* Start DATA *
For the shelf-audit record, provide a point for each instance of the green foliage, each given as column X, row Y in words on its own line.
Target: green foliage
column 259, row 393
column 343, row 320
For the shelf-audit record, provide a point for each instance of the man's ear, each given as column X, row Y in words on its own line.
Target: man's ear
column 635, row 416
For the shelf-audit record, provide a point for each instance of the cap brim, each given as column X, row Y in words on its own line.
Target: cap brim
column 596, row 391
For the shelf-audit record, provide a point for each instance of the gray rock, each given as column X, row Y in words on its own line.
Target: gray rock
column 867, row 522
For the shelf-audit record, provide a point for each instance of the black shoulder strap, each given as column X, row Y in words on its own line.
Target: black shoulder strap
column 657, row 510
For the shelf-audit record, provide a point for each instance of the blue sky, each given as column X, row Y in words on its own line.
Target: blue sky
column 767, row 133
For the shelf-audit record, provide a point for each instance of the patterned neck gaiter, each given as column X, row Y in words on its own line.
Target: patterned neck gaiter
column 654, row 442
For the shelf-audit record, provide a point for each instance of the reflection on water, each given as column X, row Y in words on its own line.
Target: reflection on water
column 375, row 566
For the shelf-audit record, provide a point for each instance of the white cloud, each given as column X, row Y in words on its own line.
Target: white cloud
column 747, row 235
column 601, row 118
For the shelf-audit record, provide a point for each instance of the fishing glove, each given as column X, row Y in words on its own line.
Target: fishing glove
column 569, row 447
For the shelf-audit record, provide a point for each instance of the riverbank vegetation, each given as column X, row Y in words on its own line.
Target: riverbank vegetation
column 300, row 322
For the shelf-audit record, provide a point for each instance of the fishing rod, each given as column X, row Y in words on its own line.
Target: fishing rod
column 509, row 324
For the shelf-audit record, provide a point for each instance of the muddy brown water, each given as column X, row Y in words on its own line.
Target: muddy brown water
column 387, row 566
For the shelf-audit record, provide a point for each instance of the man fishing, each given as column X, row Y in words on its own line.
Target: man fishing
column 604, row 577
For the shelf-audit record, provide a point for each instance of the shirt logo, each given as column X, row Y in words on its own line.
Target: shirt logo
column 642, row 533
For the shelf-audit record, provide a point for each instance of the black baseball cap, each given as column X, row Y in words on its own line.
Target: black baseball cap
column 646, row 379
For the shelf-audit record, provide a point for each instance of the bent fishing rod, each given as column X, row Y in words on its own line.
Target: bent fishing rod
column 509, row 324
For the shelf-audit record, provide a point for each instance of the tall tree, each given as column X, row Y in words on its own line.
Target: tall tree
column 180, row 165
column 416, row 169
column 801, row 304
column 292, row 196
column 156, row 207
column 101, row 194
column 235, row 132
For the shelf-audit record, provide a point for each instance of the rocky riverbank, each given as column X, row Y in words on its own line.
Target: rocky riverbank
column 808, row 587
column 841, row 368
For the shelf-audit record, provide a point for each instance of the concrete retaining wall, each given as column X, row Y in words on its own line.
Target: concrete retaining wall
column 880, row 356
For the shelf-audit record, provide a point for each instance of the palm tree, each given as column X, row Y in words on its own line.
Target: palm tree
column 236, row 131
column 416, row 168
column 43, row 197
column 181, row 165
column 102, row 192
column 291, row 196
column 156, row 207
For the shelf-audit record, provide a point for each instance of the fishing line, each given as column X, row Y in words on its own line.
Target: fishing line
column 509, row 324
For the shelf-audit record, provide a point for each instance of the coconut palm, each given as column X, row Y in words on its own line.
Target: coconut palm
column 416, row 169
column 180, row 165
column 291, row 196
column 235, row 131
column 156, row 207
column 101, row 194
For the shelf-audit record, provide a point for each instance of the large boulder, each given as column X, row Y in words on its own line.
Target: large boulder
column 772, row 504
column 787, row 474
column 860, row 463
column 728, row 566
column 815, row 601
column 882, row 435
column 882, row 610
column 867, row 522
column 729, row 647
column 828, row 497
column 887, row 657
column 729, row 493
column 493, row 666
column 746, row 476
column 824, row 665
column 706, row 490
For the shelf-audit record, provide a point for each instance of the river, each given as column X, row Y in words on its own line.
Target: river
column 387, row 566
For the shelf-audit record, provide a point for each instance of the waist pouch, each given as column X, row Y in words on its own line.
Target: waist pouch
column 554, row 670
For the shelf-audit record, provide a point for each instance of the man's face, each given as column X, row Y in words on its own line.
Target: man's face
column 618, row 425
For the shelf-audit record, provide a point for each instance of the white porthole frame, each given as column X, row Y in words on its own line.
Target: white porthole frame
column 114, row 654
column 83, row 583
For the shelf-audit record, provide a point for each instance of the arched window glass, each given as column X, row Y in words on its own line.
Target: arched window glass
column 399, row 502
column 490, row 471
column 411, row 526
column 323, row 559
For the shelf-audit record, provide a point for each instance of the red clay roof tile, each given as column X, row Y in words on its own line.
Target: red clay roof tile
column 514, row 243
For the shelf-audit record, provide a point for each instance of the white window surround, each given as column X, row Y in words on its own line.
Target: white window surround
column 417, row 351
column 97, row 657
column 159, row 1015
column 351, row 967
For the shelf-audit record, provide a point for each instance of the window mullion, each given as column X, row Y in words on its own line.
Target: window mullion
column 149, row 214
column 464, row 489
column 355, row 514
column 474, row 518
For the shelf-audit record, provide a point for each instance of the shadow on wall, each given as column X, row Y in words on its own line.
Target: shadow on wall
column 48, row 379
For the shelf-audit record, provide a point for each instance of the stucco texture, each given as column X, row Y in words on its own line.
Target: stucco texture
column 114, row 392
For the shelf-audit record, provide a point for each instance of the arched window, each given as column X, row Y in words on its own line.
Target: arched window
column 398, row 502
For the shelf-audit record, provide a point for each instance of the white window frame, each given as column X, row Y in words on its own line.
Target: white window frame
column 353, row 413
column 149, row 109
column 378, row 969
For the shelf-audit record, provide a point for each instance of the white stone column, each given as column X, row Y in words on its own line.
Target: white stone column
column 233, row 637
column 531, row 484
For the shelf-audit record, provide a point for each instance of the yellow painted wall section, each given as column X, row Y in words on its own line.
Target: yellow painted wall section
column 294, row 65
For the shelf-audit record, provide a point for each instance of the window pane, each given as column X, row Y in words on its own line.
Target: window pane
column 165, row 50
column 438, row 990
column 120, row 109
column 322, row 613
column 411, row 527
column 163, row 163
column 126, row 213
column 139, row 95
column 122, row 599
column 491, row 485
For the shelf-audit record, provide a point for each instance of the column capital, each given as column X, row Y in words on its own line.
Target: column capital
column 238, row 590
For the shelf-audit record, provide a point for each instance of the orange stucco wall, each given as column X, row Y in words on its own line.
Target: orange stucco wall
* End DATA *
EXERCISE TASK
Repeat only the lines running from the line that contains "window pane, each" through the last line above, inclusive.

OUTPUT OF THE TASK
For the shelf-audit record, provide a point for each instance of the window pane, each given as column X, row Y in words on its own line.
Target: window pane
column 165, row 50
column 438, row 990
column 120, row 109
column 322, row 613
column 411, row 527
column 163, row 163
column 126, row 213
column 139, row 95
column 122, row 599
column 491, row 485
For the shelf-audit record, provide a point for each instance of the column capital, each given as column X, row Y in words on its own line.
Target: column capital
column 238, row 590
For the shelf-audit record, provide a point for each instance of the orange stucco wall, each given as column X, row Y in words on its own line.
Target: orange stucco wall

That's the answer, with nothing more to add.